__Selected extract__:
+===+

'In Our Blood'

New ultrasound research from Grainger Engineering faculty extends longstanding leadership in the field.

Spring 2022

More than 75 years after the Fry brothers arrived at Grainger Engineering, the university’s leadership in medical ultrasound research continues. Teams across campus are refining the tools, software, and techniques that constantly improve the performance of this critical healthcare technology.

“Medical technology and medical research has always been in our blood at Illinois,” said Professor Rashid Bashir, dean of The Grainger College of Engineering. “But relatively new efforts like the Carle Illinois College of Medicine and the Cancer Center at Illinois are really changing the game. They’re creating thriving collaborations, attracting talented faculty, and opening new avenues for funding from agencies like the National Institutes of Health. Ultrasound is just one area where the Carle Illinois College of Medicine and the Cancer Center are paying dividends -- but it’s a great example of what these new ways of organizing ourselves can do!”

+===+

__Supplied data__:
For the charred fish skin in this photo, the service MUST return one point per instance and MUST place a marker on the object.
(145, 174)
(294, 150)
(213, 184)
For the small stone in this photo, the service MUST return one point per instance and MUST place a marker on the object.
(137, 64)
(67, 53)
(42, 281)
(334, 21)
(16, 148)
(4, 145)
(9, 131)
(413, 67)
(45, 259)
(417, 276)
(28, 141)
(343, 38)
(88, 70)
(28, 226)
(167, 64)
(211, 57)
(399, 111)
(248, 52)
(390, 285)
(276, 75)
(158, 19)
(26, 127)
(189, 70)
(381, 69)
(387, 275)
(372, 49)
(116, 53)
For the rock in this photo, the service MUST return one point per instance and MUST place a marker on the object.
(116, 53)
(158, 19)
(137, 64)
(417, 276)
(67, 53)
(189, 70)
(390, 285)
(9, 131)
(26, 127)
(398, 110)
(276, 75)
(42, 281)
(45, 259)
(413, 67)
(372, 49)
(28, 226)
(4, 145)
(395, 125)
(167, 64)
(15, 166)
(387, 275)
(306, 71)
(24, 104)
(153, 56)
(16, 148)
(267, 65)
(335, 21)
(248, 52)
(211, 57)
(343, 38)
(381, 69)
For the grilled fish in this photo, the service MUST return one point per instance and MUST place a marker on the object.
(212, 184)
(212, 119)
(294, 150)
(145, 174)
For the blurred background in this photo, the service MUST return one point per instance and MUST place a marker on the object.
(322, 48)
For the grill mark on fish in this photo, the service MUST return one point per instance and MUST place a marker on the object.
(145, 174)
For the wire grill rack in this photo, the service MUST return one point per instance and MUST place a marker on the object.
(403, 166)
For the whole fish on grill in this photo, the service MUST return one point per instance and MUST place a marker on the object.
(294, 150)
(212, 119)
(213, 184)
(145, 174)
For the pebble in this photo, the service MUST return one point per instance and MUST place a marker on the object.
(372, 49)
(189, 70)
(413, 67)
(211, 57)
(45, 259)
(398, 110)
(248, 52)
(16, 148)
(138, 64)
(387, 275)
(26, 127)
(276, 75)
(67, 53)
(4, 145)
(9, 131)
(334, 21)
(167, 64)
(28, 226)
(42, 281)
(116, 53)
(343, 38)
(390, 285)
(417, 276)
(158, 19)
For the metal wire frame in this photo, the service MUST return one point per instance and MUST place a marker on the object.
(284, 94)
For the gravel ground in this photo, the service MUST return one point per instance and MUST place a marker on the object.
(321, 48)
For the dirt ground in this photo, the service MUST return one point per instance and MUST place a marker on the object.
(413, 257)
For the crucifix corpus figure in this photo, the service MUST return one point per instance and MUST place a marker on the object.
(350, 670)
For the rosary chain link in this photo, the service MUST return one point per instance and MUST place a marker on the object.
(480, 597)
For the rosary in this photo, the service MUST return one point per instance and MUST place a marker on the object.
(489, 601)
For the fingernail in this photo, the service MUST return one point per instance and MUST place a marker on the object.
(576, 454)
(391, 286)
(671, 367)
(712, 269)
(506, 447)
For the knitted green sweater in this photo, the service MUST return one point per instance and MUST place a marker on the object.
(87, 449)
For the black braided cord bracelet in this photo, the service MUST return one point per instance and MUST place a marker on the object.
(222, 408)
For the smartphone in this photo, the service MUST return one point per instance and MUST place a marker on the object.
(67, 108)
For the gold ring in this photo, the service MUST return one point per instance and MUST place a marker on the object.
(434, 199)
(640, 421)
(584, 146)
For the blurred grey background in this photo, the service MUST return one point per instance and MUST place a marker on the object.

+===+

__Task item__:
Answer these questions about the ultrasound article.
1. How many years after the Fry brothers arrived at Grainger Engineering is the university's leadership in medical ultrasound research said to continue?
2. Who is the dean of The Grainger College of Engineering?
3. Which agency is named as a source of funding?

__Solved exercise__:
1. More than 75 years.
2. Professor Rashid Bashir.
3. The National Institutes of Health.